About this task: Produce the same data once more, line for line.

----

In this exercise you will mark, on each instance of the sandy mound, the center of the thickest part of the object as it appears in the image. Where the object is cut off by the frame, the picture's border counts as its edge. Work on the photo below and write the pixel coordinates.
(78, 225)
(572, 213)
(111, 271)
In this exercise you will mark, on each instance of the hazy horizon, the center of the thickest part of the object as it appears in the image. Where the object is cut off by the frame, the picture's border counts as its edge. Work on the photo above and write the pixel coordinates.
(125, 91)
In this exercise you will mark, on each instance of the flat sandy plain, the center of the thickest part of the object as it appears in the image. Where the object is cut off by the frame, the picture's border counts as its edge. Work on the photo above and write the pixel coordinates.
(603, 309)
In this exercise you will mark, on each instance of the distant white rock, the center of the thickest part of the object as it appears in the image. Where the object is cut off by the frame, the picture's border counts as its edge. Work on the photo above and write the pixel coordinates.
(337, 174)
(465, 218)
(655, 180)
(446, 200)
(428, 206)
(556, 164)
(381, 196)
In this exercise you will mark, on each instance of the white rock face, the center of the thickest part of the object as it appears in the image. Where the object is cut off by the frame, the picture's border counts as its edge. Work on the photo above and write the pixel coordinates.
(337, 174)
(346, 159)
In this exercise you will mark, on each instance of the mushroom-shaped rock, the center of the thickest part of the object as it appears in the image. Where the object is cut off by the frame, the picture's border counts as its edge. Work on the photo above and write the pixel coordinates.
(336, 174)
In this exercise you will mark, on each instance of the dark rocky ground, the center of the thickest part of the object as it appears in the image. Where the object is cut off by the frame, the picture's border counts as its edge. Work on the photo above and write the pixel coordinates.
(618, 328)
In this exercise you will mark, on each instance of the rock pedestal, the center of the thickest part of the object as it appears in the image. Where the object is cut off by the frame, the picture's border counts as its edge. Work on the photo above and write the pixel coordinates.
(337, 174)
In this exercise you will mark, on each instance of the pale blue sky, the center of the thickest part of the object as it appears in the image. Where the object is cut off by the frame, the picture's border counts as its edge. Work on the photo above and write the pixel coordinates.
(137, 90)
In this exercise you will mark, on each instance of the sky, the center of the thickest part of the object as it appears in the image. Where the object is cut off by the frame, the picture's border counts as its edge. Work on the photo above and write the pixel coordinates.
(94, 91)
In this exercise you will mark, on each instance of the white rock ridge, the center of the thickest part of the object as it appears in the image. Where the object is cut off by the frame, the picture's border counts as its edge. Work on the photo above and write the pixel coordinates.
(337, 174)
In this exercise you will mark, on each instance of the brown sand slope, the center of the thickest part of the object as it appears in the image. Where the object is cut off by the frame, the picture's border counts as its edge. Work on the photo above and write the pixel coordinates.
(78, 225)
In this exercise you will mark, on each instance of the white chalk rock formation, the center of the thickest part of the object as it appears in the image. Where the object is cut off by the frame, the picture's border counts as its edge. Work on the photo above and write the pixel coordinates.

----

Solution for this problem:
In this exercise you will mark, on each instance of the sandy mound, the center of the thickest part of the object as it appears in the image. Where the object is cut off by the frame, the picture's border counts as its edge. Work on the photo below and write the pixel coordinates.
(78, 225)
(572, 213)
(111, 271)
In this exercise you will mark, on each instance of the hazy horizon, the center of the thickest part of the object as it appears in the image. Where the object is cut off by the frame, the picture's border counts as its edge. Work on the photo above and write the pixel coordinates.
(125, 91)
In this exercise you will mark, on each instance of the flat sandy plain, the center of the thickest part of the object as it appears in the image. Where the object is cut off by the frame, the picture's border counts as its edge. Work on the photo above and write the pixel coordinates.
(603, 309)
In this exercise you will mark, on each instance of the distant white rock, the center of the thickest part of the object as it appears in the image. Where the object is cut off by the frame, the picture's border counts as its edge. Work on the photo above and write the pixel coordinates.
(337, 174)
(465, 218)
(655, 180)
(446, 200)
(428, 206)
(556, 164)
(381, 196)
In this exercise you will mark, on each instance of the white rock face, the center of the thickest part of the object as it appears in the image. Where the object is cut off by the frame, the picture's border counts as its edge. Work on the photo above and write the pixel coordinates.
(337, 174)
(346, 159)
In this exercise you will mark, on each instance of the mushroom-shaped rock, the center of the thickest part of the object as it appears in the image. Where the object is cut off by the frame, the picture's border counts as its edge. Work on the photo above and write the pixel coordinates.
(336, 174)
In this exercise you will mark, on each instance of the dark rocky ground, the center of the thickest part of the object as it appears in the image. Where the object is cut off by the frame, the picture's border counts as its edge. Work on the photo above and write the pixel coordinates.
(618, 328)
In this exercise you will mark, on each instance of the rock pedestal, the center of the thickest part of the object as it appears in the image. Where the object is cut off by the frame, the picture's border counts as its edge. Work on the photo above and write the pixel coordinates.
(337, 174)
In this exercise you will mark, on each instance of the pale blue sky, the center of the thickest part of the object as it appears in the image. Where the object is cut off by the frame, the picture's border counts as its edge. Work on the photo above and write the pixel coordinates.
(137, 90)
In this exercise you will mark, on each instance of the sky, the center of the thickest part of the object as it appears in the image. Where the object is cut off by the frame, the picture's border counts as its edge. Work on the photo above and write the pixel coordinates.
(94, 91)
In this exercise you will mark, on each instance of the white rock ridge, the center of the thickest part of the object as it appears in the image. Where the object is cut off by the frame, the picture's border counts as its edge. Work on the photo above and write the pixel coordinates.
(337, 174)
In this exercise you will mark, on each instance of the brown sand slope, the center of the thickest part of the object as it appears in the image. Where the object is cut off by the frame, the picture's border counts as its edge. Work on the photo above and write the pixel coordinates.
(78, 225)
In this exercise you will mark, on each instance of the white chalk rock formation, the center of the thickest part of the object as it appears in the image. Where the object is cut off by the frame, the picture's border counts as its edge. Work on the photo above and write the pixel coordinates.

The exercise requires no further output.